Exercise:
Write the listing out again, all of it, word for word.

----- Available data

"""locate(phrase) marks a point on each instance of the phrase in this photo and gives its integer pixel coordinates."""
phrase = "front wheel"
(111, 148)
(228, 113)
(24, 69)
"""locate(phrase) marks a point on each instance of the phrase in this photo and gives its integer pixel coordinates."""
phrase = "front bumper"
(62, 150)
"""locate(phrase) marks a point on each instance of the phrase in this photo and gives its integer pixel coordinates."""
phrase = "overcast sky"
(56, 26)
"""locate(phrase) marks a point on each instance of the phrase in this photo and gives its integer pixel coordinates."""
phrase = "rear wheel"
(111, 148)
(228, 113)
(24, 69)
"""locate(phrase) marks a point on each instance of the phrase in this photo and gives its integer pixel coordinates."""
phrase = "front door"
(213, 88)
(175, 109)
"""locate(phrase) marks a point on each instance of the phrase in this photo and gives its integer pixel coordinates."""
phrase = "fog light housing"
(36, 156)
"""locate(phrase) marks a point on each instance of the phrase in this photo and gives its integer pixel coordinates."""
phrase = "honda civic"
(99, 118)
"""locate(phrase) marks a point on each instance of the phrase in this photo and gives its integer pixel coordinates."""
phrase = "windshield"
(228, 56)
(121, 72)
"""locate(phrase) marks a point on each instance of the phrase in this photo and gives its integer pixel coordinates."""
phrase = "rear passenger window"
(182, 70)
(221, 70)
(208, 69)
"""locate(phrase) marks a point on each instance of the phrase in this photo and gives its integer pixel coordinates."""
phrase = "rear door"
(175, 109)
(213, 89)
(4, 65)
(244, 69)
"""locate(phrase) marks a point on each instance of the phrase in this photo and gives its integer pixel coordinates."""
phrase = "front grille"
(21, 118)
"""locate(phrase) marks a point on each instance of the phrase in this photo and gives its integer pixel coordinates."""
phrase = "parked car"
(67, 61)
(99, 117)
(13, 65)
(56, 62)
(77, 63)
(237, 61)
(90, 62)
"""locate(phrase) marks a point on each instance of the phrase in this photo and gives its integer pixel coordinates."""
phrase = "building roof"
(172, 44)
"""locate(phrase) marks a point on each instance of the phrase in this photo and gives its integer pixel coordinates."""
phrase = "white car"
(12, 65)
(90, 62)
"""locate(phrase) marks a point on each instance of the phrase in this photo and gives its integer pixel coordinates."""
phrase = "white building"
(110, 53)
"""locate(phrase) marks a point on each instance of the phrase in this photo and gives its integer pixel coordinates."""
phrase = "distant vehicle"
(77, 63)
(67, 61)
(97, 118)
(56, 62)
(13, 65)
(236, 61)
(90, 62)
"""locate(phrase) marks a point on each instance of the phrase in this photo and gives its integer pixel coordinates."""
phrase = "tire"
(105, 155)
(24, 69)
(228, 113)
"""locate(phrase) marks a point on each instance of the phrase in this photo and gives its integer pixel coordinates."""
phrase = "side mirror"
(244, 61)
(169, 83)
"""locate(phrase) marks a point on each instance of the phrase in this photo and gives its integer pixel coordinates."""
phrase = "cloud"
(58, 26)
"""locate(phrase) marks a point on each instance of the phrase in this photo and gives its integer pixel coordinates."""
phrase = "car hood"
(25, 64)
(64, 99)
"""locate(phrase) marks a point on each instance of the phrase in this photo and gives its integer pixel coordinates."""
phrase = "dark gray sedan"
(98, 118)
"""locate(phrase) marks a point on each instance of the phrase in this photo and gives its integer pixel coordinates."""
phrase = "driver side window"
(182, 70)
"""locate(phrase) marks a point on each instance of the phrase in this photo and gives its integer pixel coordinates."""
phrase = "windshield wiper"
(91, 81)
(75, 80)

----------

Exercise output:
"""locate(phrase) marks a point on each instance of the phrase in this photo and gives its integer pixel coordinates."""
phrase = "front wheel"
(111, 148)
(228, 113)
(24, 69)
"""locate(phrase) marks a point on each instance of the phrase in this photo and gives its integer pixel coordinates."""
phrase = "front bumper"
(62, 150)
"""locate(phrase) marks a point on each instance of the phrase in this photo and gives its integer pixel coordinates."""
phrase = "overcast sky"
(56, 26)
"""locate(phrase) marks a point on each instance of the phrase in this photo and gives its integer pixel coordinates."""
phrase = "rear wheel"
(111, 148)
(228, 113)
(24, 69)
"""locate(phrase) marks a point on each instance of the phrase in this photo and gives its integer pixel coordinates."""
phrase = "front door"
(213, 88)
(175, 109)
"""locate(phrase) marks a point on each instance of the phrase in this photo and gives its integer pixel coordinates."""
phrase = "fog light housing"
(36, 156)
"""locate(phrase) marks a point on each instance of the phrase in this photo and gives its integer pixel coordinates."""
phrase = "honda civic"
(99, 118)
"""locate(phrase) marks a point on each instance of the phrase in this photo and gives its integer pixel coordinates."""
phrase = "windshield"
(228, 56)
(121, 72)
"""locate(phrase) marks a point on each instance of the phrase in this photo and gives its integer pixel coordinates."""
phrase = "rear passenger window"
(182, 70)
(221, 70)
(208, 69)
"""locate(phrase) marks a point on each instance of the phrase in this photo and gives its integer pixel coordinates."""
phrase = "rear door"
(175, 109)
(213, 89)
(4, 65)
(244, 69)
"""locate(phrase) marks a point on each instance of the phrase in this photo and gives its integer pixel coordinates."""
phrase = "front grille"
(21, 118)
"""locate(phrase) marks a point on each instance of the phrase in this photo and gives its integer pixel coordinates."""
phrase = "parked car"
(67, 61)
(99, 117)
(13, 65)
(56, 62)
(77, 63)
(237, 61)
(90, 62)
"""locate(phrase) marks a point on each instance of the phrase in this photo and gives its integer pixel coordinates."""
phrase = "building roof"
(172, 44)
"""locate(phrase) marks a point on each instance of the phrase in this photo and gives its integer pixel coordinates."""
phrase = "white car"
(12, 65)
(90, 62)
"""locate(phrase) marks a point on each instance of the phrase in this photo and gives its integer pixel coordinates."""
phrase = "white building"
(110, 53)
"""locate(phrase) marks a point on each instance of the phrase in this photo and gives its integer pixel coordinates."""
phrase = "distant vehicle"
(77, 63)
(67, 61)
(97, 118)
(56, 62)
(13, 65)
(236, 61)
(90, 62)
"""locate(phrase) marks a point on each instance of the phrase in this photo and gives its integer pixel coordinates."""
phrase = "tire"
(105, 155)
(24, 69)
(228, 113)
"""locate(phrase) marks a point on each instance of the phrase in this photo and gives its integer pixel coordinates."""
phrase = "side mirror"
(244, 61)
(169, 83)
"""locate(phrase) marks a point on each instance of the phrase in this photo and gives its integer pixel coordinates."""
phrase = "cloud"
(58, 26)
"""locate(phrase) marks a point on each instance of the phrase in this photo and gives its integer pixel coordinates."""
phrase = "car hood"
(25, 64)
(64, 99)
"""locate(phrase) marks a point on each instance of the phrase in this photo and gives its integer pixel coordinates."""
phrase = "dark gray sedan"
(98, 118)
"""locate(phrase) marks a point on each instance of the phrase in this photo and gives its integer pixel coordinates."""
phrase = "driver side window"
(182, 70)
"""locate(phrase) marks a point on each instance of the phrase in this photo and gives its integer pixel coordinates."""
phrase = "windshield wiper"
(91, 81)
(75, 80)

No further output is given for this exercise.